■ TASK ITEM ■
Copy every line from the records below that carries the word "crane".

■ GIVEN INFORMATION ■
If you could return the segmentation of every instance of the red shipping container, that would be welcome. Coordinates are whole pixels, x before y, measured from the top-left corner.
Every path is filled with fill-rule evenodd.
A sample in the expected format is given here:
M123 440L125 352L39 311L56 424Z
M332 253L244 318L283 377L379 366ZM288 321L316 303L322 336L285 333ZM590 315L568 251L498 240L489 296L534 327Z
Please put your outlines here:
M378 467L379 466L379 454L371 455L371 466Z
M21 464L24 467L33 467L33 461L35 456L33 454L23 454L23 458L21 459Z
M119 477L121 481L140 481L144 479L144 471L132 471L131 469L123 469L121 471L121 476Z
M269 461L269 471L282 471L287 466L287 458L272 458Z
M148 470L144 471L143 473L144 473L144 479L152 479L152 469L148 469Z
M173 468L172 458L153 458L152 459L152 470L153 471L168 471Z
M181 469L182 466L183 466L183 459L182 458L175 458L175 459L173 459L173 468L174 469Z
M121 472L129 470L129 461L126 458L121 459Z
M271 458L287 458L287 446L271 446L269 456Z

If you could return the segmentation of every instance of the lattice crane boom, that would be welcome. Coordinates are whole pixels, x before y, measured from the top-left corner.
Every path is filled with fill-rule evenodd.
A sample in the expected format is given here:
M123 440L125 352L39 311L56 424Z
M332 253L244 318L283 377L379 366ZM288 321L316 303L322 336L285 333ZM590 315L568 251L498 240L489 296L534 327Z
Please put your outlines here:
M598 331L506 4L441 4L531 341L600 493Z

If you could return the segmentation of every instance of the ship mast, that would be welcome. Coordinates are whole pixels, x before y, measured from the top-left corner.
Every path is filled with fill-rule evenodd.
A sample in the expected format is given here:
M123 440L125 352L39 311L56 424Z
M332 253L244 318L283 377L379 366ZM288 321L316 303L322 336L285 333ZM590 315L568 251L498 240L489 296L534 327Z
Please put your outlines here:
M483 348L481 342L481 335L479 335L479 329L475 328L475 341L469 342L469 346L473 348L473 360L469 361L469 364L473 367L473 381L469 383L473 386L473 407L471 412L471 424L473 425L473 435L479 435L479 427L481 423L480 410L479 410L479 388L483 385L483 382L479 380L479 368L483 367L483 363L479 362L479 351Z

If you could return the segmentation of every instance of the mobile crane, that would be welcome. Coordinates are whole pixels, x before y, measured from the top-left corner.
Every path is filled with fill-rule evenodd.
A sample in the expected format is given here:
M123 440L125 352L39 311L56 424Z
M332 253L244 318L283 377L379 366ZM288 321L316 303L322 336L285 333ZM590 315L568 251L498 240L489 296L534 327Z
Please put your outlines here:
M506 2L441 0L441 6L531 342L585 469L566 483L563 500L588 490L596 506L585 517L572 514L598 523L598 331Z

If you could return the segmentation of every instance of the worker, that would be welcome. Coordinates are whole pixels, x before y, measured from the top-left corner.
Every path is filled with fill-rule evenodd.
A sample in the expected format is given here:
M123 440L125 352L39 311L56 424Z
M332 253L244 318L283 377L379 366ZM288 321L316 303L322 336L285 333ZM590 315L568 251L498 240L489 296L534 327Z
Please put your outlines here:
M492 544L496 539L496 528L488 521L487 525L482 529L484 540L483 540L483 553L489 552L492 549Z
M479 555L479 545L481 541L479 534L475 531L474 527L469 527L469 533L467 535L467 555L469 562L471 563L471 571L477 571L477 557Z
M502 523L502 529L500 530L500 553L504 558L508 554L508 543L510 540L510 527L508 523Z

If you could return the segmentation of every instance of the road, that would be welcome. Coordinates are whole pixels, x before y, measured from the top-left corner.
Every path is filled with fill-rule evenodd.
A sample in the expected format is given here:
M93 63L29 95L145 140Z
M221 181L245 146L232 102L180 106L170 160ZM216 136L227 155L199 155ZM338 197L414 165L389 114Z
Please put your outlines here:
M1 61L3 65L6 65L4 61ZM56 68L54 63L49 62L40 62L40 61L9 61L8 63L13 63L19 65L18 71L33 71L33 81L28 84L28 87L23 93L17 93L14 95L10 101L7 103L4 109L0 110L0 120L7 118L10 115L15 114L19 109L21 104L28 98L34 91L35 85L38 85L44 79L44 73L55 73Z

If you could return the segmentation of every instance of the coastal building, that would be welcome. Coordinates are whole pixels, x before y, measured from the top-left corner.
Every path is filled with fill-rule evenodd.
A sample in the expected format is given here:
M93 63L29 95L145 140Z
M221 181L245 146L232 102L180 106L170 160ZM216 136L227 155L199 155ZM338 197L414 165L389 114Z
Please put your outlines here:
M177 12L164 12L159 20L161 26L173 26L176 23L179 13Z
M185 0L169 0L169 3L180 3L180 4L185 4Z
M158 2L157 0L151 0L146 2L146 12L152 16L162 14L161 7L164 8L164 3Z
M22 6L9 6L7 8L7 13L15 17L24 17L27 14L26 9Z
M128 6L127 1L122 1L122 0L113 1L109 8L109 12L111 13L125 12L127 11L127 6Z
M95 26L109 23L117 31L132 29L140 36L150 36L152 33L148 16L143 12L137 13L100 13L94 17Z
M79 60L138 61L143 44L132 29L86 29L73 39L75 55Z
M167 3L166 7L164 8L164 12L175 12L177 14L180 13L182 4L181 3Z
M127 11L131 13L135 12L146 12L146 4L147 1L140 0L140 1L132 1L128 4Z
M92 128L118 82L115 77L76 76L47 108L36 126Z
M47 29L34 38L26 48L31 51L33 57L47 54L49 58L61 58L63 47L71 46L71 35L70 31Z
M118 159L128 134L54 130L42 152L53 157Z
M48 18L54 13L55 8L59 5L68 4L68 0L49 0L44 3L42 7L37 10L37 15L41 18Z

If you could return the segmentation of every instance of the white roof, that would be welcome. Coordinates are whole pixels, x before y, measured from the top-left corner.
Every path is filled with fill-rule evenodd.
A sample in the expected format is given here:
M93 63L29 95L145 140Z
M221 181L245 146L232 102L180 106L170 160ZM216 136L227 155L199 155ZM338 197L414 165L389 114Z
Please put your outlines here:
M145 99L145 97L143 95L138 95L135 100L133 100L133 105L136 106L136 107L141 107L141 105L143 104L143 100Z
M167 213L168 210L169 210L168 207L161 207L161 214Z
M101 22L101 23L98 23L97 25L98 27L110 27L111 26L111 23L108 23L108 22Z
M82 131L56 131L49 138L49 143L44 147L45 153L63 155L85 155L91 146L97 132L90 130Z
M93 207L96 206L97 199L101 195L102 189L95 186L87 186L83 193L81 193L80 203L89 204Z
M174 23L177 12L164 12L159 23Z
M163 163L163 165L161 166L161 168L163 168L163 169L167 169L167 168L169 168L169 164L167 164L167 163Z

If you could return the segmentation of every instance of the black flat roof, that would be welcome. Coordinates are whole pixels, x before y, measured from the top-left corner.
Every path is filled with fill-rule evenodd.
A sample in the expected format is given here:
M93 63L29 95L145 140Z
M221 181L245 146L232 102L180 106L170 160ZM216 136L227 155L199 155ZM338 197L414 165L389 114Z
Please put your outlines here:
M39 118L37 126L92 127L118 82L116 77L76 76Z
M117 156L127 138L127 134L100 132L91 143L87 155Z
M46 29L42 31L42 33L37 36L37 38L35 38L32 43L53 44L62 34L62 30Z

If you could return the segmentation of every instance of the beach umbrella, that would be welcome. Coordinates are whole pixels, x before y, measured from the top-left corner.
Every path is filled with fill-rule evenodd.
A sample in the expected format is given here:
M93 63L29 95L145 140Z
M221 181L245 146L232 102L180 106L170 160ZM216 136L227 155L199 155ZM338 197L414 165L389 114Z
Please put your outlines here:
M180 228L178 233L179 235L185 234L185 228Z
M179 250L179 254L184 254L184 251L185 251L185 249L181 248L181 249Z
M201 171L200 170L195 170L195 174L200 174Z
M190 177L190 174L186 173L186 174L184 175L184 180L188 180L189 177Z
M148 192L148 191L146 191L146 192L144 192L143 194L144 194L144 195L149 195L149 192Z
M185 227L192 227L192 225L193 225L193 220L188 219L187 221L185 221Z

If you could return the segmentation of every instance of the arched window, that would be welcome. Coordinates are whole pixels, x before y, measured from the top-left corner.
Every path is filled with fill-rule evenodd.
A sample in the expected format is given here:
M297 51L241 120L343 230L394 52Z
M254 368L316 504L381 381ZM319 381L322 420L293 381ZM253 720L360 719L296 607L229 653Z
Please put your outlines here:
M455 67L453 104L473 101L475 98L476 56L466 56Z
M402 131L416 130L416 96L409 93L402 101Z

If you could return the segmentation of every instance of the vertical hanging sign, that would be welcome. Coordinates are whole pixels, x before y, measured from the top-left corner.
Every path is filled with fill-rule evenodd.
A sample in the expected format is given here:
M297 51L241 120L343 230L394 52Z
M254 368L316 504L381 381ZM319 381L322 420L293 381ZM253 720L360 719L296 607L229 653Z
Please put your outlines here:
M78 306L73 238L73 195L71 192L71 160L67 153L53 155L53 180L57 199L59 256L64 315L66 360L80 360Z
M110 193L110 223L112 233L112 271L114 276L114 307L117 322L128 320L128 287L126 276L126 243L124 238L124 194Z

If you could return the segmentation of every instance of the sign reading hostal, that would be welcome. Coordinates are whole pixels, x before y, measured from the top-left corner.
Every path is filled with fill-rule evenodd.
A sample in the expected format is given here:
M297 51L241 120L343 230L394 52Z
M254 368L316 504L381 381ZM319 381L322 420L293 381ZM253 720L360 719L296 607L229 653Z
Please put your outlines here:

■ WRITTEN ANSWER ■
If you could return the segmentation of every instance of the lattice crane boom, that would be welcome. Coordinates are whole pixels, x before y, measured from the top-left corner.
If you could return the segmentation of every instance of the mobile crane, that would be welcome. Coordinates are whole pixels, x before y, measured from the top-left corner.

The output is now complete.